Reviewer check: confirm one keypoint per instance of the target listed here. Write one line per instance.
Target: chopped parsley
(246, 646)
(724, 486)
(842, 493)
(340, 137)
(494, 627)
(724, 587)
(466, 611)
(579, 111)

▶ **EXERCISE AIM**
Send back all of the material exactly as given.

▶ **TASK SOLUTION**
Reviewer check: confirm one keypoint per instance of the target listed here. Write one line per instance.
Target: chopped parsley
(246, 646)
(724, 486)
(842, 493)
(340, 137)
(494, 627)
(724, 587)
(466, 611)
(579, 111)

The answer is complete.